> [Goal of the exercise]:
Identify every line in the data below that contains the word "concrete", and copy each one. Case counts.

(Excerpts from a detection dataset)
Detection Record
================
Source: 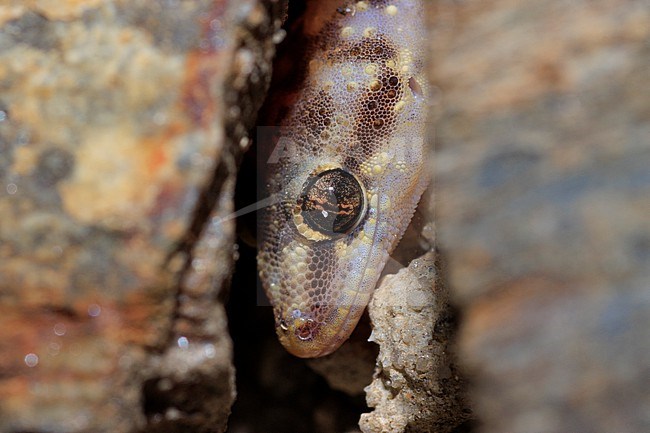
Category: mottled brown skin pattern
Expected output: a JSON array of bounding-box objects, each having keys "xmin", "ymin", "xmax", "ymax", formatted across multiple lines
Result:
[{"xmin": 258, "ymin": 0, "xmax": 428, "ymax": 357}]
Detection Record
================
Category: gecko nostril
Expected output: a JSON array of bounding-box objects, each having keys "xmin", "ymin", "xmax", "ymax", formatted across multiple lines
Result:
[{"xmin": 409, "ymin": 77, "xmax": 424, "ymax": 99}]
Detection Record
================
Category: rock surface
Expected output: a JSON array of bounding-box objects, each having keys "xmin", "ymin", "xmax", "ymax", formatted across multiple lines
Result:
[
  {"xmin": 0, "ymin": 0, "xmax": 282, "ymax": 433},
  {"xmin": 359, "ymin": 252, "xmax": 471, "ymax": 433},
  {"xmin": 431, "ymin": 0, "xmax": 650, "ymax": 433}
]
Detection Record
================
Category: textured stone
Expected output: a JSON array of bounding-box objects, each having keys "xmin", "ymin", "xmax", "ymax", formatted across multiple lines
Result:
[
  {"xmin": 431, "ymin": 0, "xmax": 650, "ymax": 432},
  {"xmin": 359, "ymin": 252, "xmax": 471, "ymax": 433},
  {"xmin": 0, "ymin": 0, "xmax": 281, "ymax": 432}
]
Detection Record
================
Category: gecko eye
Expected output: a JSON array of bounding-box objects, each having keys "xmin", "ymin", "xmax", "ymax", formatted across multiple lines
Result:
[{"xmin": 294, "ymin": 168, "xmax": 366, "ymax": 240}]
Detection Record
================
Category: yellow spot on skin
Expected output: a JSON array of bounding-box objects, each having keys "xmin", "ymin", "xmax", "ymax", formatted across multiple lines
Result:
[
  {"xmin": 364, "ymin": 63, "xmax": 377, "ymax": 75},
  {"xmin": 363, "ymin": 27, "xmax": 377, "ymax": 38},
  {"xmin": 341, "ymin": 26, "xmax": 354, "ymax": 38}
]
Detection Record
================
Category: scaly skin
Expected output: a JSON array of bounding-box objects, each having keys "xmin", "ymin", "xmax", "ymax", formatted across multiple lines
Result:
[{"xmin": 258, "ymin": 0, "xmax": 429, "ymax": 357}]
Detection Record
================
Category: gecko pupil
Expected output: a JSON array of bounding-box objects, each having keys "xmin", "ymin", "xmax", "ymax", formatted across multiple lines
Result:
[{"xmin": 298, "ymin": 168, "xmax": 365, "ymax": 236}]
--
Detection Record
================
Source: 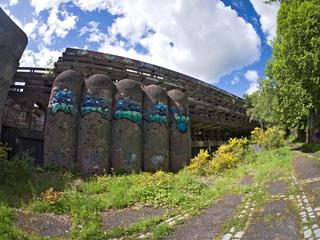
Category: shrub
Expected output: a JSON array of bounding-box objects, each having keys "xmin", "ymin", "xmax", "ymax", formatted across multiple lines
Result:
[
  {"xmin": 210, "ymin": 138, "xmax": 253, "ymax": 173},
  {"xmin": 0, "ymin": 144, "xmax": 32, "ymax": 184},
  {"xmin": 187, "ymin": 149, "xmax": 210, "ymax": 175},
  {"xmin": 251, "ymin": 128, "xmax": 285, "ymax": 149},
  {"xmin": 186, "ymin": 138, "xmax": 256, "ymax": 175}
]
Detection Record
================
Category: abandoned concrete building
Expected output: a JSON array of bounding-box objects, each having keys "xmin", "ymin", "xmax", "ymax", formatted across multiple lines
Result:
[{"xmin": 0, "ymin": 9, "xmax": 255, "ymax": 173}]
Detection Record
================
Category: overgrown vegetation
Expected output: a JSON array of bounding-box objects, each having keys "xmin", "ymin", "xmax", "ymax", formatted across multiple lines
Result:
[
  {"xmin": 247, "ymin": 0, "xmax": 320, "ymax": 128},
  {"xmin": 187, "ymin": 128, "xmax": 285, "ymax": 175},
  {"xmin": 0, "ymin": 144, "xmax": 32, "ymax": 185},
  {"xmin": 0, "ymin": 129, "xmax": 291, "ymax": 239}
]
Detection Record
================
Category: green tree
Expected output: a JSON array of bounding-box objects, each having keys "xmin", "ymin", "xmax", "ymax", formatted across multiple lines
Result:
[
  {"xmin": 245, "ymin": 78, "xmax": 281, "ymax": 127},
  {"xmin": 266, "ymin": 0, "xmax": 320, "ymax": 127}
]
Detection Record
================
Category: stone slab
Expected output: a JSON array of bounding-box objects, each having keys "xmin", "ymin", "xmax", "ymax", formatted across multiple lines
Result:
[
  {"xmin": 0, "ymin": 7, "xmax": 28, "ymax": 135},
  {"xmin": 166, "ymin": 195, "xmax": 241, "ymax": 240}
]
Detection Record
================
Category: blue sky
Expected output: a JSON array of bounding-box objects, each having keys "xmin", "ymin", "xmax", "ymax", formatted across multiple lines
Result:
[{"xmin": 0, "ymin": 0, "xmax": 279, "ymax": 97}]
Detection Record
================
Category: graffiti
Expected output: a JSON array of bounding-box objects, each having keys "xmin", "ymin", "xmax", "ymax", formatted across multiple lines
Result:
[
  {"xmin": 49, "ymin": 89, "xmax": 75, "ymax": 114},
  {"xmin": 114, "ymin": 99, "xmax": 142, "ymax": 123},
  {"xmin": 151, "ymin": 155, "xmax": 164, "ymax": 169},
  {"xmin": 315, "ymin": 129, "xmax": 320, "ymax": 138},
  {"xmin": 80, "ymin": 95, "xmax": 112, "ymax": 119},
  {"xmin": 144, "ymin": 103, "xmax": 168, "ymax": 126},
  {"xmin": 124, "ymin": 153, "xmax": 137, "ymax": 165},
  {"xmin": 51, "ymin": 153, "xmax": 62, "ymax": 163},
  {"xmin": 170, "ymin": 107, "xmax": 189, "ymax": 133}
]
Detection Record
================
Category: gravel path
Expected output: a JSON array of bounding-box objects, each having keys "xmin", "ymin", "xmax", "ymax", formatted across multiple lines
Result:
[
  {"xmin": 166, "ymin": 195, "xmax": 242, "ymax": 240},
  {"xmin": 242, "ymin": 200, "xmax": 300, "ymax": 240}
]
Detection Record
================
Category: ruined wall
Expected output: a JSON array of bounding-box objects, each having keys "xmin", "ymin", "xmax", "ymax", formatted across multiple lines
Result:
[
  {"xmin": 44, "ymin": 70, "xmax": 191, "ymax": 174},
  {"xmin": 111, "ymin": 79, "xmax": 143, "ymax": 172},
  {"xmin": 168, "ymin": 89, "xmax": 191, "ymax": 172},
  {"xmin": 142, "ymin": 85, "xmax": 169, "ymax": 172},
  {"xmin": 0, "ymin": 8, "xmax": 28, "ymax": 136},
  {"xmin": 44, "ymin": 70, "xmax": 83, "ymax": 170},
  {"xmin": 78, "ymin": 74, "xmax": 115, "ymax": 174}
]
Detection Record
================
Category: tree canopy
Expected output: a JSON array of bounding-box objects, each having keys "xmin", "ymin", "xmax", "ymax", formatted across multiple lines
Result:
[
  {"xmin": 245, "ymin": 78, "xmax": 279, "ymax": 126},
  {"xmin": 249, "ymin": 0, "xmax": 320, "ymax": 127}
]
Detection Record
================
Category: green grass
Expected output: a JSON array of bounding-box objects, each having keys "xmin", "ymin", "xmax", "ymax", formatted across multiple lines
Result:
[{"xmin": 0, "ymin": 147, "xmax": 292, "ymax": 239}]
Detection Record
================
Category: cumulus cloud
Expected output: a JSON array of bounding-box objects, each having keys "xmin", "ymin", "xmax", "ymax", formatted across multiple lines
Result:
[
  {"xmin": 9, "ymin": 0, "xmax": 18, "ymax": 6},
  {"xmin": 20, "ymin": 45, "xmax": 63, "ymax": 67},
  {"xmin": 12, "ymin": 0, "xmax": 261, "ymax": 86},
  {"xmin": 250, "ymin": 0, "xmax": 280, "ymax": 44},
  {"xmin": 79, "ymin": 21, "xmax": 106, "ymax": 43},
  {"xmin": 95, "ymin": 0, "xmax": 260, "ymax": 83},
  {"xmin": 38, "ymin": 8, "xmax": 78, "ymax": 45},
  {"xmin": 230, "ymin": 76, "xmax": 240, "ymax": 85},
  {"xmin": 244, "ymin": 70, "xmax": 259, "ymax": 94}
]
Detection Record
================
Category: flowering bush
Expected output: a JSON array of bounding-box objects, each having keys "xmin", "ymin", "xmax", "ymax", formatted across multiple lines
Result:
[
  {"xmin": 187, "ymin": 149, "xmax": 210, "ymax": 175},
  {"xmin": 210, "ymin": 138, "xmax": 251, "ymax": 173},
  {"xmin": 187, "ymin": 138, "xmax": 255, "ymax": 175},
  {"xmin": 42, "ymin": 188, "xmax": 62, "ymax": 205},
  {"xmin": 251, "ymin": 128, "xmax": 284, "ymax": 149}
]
==
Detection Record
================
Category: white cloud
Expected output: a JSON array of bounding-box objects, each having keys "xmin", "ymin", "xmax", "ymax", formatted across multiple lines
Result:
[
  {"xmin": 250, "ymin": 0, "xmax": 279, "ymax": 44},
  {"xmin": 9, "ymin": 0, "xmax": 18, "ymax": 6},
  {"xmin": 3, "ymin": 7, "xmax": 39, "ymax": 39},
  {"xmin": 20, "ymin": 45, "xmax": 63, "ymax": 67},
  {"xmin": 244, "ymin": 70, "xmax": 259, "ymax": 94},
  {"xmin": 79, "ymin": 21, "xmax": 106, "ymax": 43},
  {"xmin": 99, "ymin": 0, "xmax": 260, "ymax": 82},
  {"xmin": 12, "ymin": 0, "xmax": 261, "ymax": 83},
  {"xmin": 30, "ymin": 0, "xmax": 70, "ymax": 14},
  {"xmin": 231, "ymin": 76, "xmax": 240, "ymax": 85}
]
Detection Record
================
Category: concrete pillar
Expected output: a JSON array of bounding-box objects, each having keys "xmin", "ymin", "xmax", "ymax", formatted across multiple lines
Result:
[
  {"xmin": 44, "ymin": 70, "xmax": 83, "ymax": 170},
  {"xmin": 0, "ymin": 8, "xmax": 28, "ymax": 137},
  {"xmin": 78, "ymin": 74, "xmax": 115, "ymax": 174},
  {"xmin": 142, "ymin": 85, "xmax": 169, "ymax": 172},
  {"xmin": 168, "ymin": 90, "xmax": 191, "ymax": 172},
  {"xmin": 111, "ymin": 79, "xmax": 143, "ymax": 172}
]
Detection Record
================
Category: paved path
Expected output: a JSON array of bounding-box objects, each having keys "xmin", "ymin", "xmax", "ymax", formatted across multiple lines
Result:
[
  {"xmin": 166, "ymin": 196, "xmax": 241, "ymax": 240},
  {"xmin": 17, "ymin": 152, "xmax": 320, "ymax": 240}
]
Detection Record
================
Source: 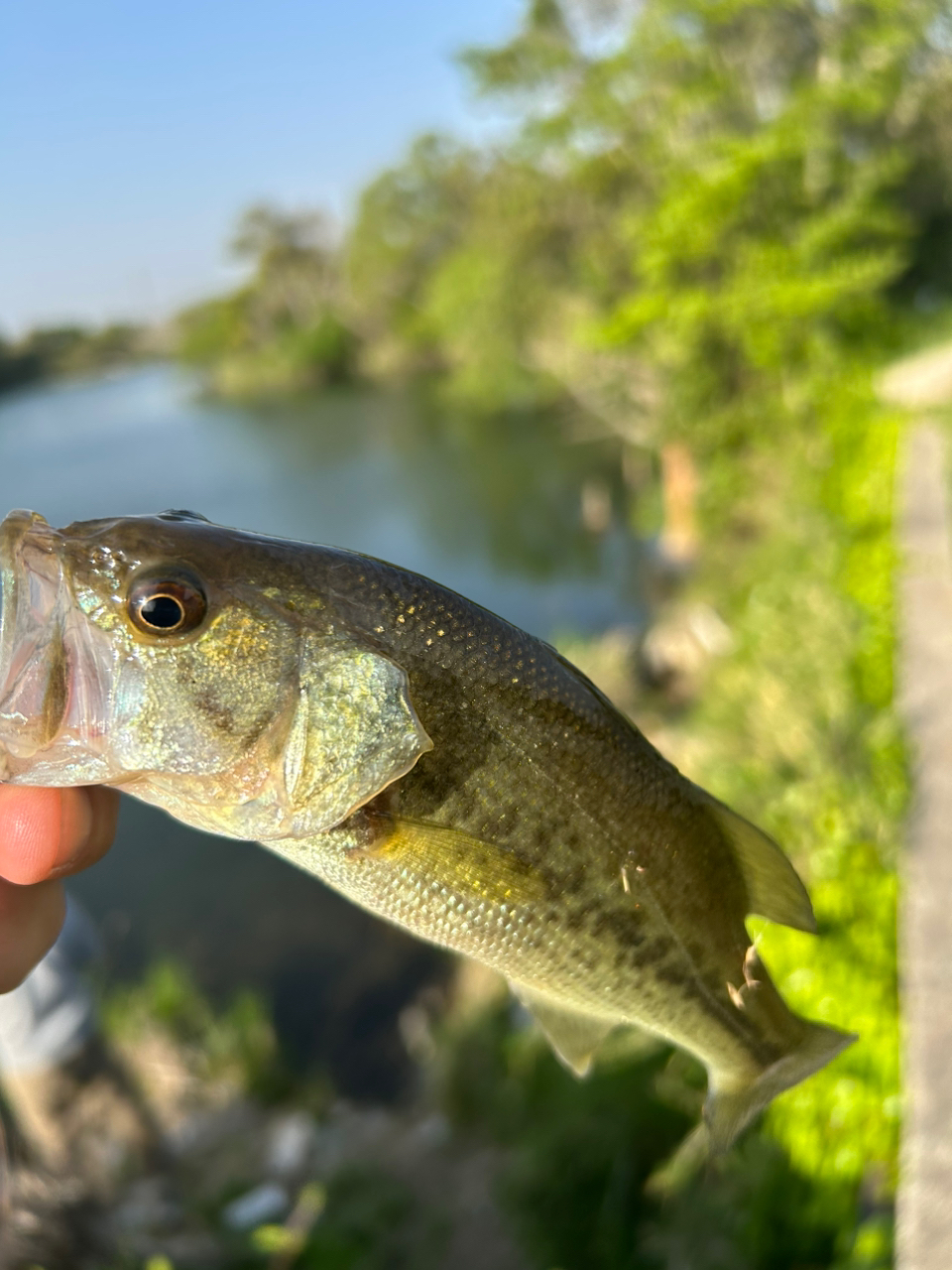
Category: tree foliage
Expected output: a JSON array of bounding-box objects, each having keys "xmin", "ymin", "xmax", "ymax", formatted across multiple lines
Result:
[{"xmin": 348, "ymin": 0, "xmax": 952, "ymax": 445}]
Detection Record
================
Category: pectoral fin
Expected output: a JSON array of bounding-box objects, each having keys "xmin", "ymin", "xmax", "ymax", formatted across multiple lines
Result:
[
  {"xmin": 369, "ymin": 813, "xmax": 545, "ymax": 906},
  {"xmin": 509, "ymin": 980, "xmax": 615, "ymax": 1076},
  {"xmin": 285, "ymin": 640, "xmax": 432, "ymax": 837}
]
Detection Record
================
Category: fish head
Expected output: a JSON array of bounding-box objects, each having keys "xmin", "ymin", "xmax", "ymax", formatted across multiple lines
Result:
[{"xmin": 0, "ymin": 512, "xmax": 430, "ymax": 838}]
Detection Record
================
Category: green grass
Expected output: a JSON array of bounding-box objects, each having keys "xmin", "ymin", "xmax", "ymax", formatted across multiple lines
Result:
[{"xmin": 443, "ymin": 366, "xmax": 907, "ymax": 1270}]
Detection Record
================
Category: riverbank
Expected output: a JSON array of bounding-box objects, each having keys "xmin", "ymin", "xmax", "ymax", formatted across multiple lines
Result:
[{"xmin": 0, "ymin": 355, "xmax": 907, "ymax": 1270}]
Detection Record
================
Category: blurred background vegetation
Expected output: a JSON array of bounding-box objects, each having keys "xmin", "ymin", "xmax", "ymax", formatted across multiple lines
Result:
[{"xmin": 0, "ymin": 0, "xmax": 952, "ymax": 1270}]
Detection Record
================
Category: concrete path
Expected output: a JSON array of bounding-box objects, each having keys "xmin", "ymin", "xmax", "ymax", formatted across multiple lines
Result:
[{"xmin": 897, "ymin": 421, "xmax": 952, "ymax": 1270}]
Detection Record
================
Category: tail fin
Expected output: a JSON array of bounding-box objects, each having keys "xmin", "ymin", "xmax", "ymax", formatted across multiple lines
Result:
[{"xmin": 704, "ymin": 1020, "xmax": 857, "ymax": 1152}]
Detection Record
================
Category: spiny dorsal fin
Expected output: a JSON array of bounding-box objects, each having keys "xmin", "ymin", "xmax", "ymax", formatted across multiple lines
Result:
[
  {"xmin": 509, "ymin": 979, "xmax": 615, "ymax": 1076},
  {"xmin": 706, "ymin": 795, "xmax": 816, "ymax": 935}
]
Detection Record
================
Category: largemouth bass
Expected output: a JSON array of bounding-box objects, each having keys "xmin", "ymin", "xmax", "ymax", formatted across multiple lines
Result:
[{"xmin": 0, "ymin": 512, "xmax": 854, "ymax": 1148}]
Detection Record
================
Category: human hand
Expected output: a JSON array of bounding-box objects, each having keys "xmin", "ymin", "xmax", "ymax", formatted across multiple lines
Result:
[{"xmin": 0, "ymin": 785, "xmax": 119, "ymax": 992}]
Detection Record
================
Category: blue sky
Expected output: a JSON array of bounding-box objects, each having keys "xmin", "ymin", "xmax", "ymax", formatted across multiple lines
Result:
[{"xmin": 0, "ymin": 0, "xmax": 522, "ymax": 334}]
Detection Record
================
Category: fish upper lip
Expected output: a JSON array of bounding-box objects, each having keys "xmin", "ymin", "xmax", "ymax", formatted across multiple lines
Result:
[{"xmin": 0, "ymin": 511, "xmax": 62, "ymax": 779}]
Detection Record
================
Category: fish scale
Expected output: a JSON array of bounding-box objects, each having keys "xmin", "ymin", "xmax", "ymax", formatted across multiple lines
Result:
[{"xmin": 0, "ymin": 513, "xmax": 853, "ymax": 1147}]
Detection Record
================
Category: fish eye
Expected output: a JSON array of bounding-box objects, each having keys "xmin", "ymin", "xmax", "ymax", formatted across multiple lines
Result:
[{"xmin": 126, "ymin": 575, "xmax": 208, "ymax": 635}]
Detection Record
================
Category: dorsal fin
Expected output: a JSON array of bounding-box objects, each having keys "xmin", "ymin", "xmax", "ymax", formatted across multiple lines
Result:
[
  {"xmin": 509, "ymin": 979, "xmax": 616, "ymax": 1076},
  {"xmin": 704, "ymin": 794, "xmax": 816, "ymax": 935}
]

> [Complete output]:
Category: abandoned concrete building
Category: concrete pillar
Category: concrete path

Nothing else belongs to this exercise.